▸ **What is expected**: Produce an exact transcription of the listing below, omitting the pictures.
========
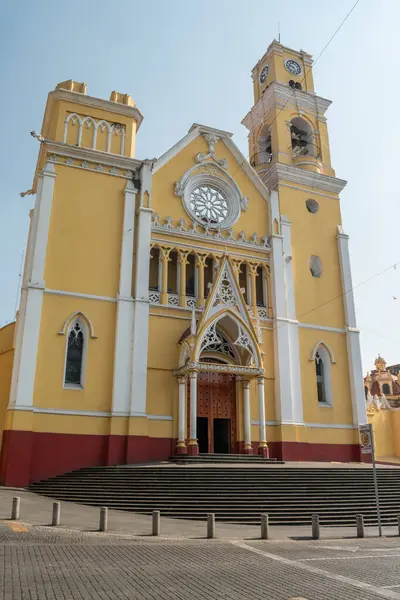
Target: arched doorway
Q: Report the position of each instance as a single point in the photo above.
(216, 413)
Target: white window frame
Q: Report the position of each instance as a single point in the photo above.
(326, 358)
(86, 336)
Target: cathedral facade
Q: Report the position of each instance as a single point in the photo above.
(198, 302)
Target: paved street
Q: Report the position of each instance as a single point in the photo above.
(76, 562)
(54, 564)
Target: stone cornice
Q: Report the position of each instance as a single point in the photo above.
(279, 173)
(205, 129)
(278, 95)
(92, 156)
(99, 103)
(219, 368)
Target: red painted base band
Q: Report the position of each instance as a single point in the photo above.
(193, 450)
(301, 451)
(30, 456)
(263, 452)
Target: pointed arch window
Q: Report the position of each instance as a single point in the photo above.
(323, 359)
(319, 368)
(75, 356)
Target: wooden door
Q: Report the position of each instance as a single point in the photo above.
(216, 399)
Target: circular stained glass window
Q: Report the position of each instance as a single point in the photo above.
(209, 205)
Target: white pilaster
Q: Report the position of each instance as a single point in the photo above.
(352, 334)
(288, 395)
(246, 415)
(261, 410)
(125, 310)
(182, 413)
(28, 326)
(42, 220)
(193, 408)
(292, 325)
(141, 287)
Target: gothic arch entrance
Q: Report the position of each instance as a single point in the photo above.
(216, 413)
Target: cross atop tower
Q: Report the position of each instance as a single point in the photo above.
(287, 123)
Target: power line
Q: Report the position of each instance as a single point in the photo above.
(307, 72)
(393, 266)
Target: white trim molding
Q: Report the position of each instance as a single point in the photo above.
(122, 373)
(310, 425)
(81, 320)
(281, 95)
(280, 172)
(97, 103)
(78, 295)
(352, 333)
(140, 335)
(28, 323)
(327, 348)
(322, 328)
(68, 320)
(225, 137)
(88, 413)
(288, 388)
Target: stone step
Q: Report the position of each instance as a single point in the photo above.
(235, 494)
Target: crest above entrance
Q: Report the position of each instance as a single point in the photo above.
(226, 323)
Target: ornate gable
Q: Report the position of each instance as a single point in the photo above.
(225, 293)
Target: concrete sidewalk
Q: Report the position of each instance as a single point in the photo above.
(37, 510)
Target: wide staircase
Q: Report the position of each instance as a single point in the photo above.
(235, 493)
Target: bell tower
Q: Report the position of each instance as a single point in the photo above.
(312, 289)
(287, 123)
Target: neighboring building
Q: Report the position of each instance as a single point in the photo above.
(189, 303)
(383, 381)
(382, 392)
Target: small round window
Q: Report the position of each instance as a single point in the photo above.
(312, 205)
(315, 266)
(209, 205)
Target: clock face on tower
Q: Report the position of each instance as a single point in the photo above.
(264, 74)
(293, 66)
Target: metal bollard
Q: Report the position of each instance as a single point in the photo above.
(55, 521)
(156, 522)
(360, 525)
(15, 508)
(264, 526)
(211, 526)
(103, 518)
(315, 527)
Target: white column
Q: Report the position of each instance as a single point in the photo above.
(352, 333)
(262, 447)
(246, 417)
(193, 447)
(43, 208)
(288, 395)
(125, 310)
(141, 295)
(181, 445)
(28, 326)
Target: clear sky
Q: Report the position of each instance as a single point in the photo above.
(185, 61)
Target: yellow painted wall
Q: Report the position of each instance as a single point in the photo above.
(84, 245)
(49, 391)
(341, 410)
(384, 433)
(58, 110)
(165, 203)
(319, 300)
(6, 364)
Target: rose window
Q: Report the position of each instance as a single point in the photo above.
(209, 205)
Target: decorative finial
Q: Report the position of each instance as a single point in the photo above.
(193, 325)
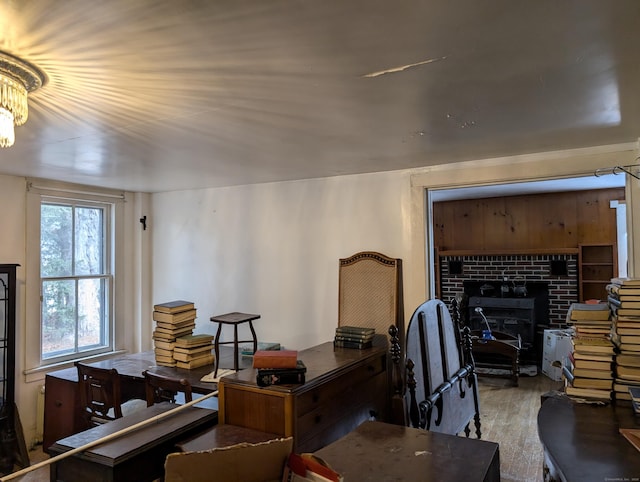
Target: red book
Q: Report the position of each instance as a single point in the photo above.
(275, 359)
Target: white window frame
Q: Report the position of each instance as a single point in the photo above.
(39, 191)
(107, 271)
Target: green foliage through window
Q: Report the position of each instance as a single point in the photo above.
(75, 278)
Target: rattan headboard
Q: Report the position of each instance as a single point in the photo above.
(370, 292)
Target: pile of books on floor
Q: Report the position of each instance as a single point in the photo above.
(173, 319)
(278, 367)
(193, 351)
(588, 371)
(354, 337)
(624, 299)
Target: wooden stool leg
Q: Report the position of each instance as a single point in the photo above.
(216, 346)
(235, 347)
(255, 338)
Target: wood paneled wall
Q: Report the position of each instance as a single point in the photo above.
(526, 223)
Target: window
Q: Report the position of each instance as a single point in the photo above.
(76, 278)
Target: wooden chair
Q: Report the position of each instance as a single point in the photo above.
(161, 388)
(100, 396)
(370, 292)
(440, 375)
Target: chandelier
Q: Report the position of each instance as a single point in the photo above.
(17, 79)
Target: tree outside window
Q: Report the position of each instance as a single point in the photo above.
(75, 278)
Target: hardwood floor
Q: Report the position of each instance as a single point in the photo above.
(508, 416)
========
▸ **Written response**:
Target: arched doorway
Q: Report the position of each instance as a single point in the photo above.
(216, 413)
Target: white window frame
Q: Report the position of each instance as a single point in the photo above.
(326, 358)
(86, 336)
Target: cathedral facade
Q: Report the position of each instance as a single point in the photo above.
(198, 302)
Target: paved street
Q: Report the position of each instance as a single point in the photo above.
(76, 562)
(54, 564)
Target: stone cornice
Q: Report the position of each instance as a single point in the photo above.
(279, 173)
(205, 129)
(278, 95)
(92, 156)
(99, 103)
(219, 368)
Target: red painted base band
Q: Report the position of each instance as a single point in the photo above.
(193, 450)
(301, 451)
(30, 456)
(263, 452)
Target: pointed arch window
Q: Report the position of each instance as a single point in the photo above.
(323, 359)
(319, 368)
(75, 356)
Target: wooden door
Q: Report the position of each instance as a single point in the photo above.
(216, 399)
Target: circular stained glass window
Q: Report the position of each instance as a single point in the photo above.
(209, 205)
Target: white pilaster
Q: Report the position of each instance as a single point in the photo above.
(352, 334)
(288, 395)
(246, 415)
(261, 410)
(125, 310)
(182, 413)
(28, 326)
(42, 220)
(193, 408)
(292, 325)
(141, 287)
Target: gothic arch entrance
Q: Report the position of each instance as a single point in the photo above.
(216, 413)
Target: cross atop tower
Q: Report the position of each instance as a single point in the photo above.
(287, 123)
Target: power line
Q: Report the position of each instance as a single point in the photo above.
(307, 72)
(393, 266)
Target: white trim molding
Q: Report the position of each instance as a single point in the photo above.
(122, 373)
(310, 425)
(81, 320)
(281, 95)
(280, 172)
(97, 103)
(78, 295)
(352, 333)
(140, 335)
(28, 323)
(327, 348)
(322, 328)
(68, 320)
(225, 137)
(88, 413)
(288, 388)
Target: stone step
Q: Report the position of each instance as a single point in the photo above.
(235, 494)
Target: crest above entrance
Q: Report the position of each instance as a single point in the photo above.
(226, 323)
Target: ornate gable
Q: Report the position of each instance as a single point in the photo above.
(225, 293)
Target: concrete sidewalk
Q: Report the position of each instance as a single point in the photo above.
(37, 510)
Target: wide staircase
Q: Report the position of each instance as a single point in the photo above.
(235, 493)
Target: bell tower
Q: Report the position of each instance as a single point in the photo above.
(312, 289)
(287, 123)
Target: neighboring building
Q: Report the position of each instance as a single point in the photo above.
(189, 303)
(383, 381)
(382, 392)
Target: small round window
Q: Report the position of each instance as a single point in the photo above.
(312, 205)
(315, 266)
(209, 205)
Target: clock face on tower
Q: Report the position of each instance as a single point in the photo above.
(264, 74)
(293, 66)
Target: metal bollard
Q: Report the position of each instance as a single point in the photo above.
(55, 521)
(156, 522)
(360, 525)
(15, 508)
(264, 526)
(211, 526)
(103, 518)
(315, 527)
Target: white column
Q: Report the position of each instance as a single point in the photo above.
(352, 333)
(262, 447)
(246, 417)
(193, 447)
(43, 208)
(288, 395)
(125, 310)
(141, 295)
(181, 445)
(28, 326)
Target: clear sky
Q: Report the position of each instance as a single point in the photo above.
(185, 61)
Target: yellow painted wall
Q: Report the position of each instance as a single point in the photo above.
(84, 245)
(49, 391)
(341, 410)
(384, 433)
(58, 110)
(165, 203)
(319, 300)
(6, 364)
Target: rose window
Q: Report the position of each instance as a single point in the photo above.
(209, 205)
Target: decorative finial
Q: Report the position of each instance as a single point in the photo above.
(193, 325)
Target: red book
Q: Report the position of each instance as a single point in the photo above.
(275, 359)
Target: white window frame
Q: Report the position of each instance as a single point in the photo above.
(39, 191)
(107, 271)
Target: green foliage through window
Q: Report the position of each instance as a single point in the photo above.
(75, 278)
Target: rattan headboard
Q: Report the position of each instance as a single point in the photo above.
(370, 292)
Target: pile of books on floor
Q: Report the position of each instance as a single point in the photo above.
(173, 319)
(278, 367)
(193, 351)
(588, 371)
(354, 337)
(624, 299)
Target: wooden stool leg
Q: Report the position of each instance as a single point in the photo above.
(216, 346)
(235, 347)
(255, 338)
Target: wood paneled wall
Q: Report the position of each instance as a single point in the photo above.
(526, 223)
Target: window
Q: Report the position of each instance as a single point in the photo above.
(76, 278)
Target: wooden chair
Q: Report the position of each instance as a single point in the photo above.
(161, 388)
(100, 396)
(370, 292)
(440, 375)
Target: chandelier
Q: Report the position of each instance as a single point in the photo above.
(17, 79)
Target: tree outside window
Q: Report the position of each instance as a single point in the photo above.
(75, 278)
Target: hardwood floor
Q: Report the position of each instance as a single point in the photo above.
(508, 416)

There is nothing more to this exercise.